Position annotation records:
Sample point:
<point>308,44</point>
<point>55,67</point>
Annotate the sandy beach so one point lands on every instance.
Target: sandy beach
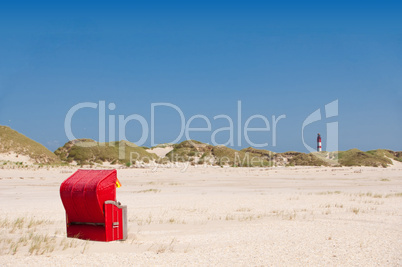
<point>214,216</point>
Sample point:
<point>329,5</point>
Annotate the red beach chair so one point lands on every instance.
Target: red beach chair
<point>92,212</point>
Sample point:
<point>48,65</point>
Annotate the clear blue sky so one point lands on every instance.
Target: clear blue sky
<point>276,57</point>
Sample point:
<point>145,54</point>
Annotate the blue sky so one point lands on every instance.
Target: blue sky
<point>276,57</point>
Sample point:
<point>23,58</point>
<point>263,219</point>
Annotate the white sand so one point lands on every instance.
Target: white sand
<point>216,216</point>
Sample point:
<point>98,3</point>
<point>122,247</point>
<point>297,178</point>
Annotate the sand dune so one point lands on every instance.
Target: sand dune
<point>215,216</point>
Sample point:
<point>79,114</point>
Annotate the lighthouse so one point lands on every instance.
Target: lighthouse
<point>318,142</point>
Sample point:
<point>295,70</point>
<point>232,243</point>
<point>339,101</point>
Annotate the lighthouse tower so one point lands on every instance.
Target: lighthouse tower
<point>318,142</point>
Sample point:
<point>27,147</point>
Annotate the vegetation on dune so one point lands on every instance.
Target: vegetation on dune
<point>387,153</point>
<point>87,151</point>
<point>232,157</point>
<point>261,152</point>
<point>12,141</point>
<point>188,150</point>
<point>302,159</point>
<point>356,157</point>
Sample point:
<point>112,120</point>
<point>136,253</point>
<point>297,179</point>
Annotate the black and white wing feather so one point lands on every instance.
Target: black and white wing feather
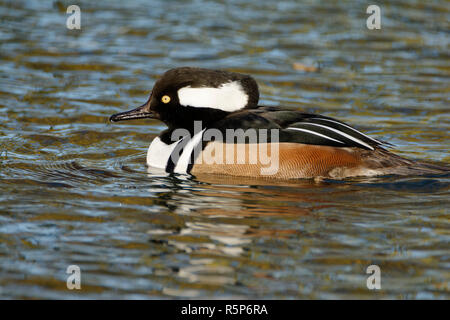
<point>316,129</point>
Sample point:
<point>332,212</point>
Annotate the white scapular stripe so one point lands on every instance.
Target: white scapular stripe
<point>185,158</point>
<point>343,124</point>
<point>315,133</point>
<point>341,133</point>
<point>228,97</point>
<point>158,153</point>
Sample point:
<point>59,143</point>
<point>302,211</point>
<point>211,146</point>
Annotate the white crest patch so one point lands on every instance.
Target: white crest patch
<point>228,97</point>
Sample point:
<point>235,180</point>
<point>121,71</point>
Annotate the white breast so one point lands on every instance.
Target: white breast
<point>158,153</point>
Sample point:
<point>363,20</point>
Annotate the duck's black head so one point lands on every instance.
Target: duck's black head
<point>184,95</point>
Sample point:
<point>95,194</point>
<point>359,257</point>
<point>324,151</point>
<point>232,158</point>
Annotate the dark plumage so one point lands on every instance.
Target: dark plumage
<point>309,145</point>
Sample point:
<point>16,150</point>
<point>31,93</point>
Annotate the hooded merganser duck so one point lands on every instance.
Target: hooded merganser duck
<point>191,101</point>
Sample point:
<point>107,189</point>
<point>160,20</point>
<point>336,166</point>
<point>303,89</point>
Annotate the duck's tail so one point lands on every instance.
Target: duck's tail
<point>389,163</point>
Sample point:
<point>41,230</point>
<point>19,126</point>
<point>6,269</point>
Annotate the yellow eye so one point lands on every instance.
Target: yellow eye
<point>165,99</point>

---

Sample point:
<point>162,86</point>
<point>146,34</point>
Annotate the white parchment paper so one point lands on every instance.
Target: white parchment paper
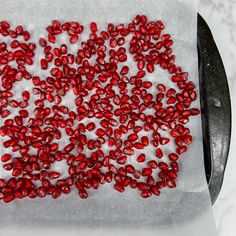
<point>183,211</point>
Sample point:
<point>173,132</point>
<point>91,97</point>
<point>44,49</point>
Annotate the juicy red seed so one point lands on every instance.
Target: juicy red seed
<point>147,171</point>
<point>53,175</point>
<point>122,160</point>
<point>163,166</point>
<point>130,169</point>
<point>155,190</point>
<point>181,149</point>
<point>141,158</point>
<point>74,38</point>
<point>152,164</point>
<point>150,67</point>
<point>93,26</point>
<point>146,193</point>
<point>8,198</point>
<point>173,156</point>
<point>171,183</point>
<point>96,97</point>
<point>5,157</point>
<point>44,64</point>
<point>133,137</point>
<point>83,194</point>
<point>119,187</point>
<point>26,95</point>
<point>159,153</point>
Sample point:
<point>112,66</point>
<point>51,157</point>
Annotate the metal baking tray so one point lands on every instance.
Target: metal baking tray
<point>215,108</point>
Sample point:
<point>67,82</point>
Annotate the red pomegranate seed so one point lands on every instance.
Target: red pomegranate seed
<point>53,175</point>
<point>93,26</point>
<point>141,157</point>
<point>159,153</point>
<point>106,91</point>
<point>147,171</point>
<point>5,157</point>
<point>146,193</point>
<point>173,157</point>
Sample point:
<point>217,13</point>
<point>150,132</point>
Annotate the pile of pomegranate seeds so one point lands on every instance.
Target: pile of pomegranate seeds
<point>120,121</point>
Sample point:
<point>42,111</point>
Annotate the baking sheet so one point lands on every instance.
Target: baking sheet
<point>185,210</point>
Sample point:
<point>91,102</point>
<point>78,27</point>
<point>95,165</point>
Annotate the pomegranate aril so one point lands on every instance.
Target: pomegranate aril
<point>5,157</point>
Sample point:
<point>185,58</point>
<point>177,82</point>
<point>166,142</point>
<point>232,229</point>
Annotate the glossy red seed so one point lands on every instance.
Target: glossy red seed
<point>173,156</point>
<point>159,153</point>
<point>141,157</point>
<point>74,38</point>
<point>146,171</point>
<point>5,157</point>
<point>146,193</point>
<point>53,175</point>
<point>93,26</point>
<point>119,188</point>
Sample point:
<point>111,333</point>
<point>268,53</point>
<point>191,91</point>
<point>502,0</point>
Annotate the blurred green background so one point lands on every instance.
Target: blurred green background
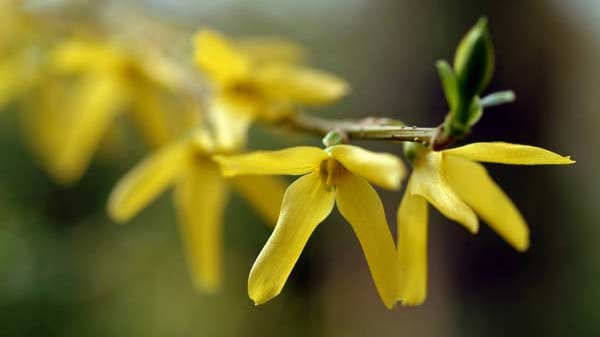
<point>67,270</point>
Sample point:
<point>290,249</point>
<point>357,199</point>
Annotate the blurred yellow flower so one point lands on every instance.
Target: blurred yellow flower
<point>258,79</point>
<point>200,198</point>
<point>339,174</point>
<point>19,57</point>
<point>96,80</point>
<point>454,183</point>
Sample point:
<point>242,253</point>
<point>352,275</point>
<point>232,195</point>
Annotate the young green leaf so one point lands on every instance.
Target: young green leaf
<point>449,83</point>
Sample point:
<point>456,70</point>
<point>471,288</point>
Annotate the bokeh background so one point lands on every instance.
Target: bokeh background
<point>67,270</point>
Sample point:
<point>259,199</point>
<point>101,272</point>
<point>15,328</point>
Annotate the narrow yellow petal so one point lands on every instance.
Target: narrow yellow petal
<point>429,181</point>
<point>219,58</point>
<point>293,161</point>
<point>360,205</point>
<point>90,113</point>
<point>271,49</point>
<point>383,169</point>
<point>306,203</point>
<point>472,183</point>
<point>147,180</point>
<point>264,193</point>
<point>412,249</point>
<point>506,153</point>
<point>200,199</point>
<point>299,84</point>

▶ **What is required**:
How many lines of the entries above contain the string "stripe"? Give only the number.

▶ **Correct output**:
2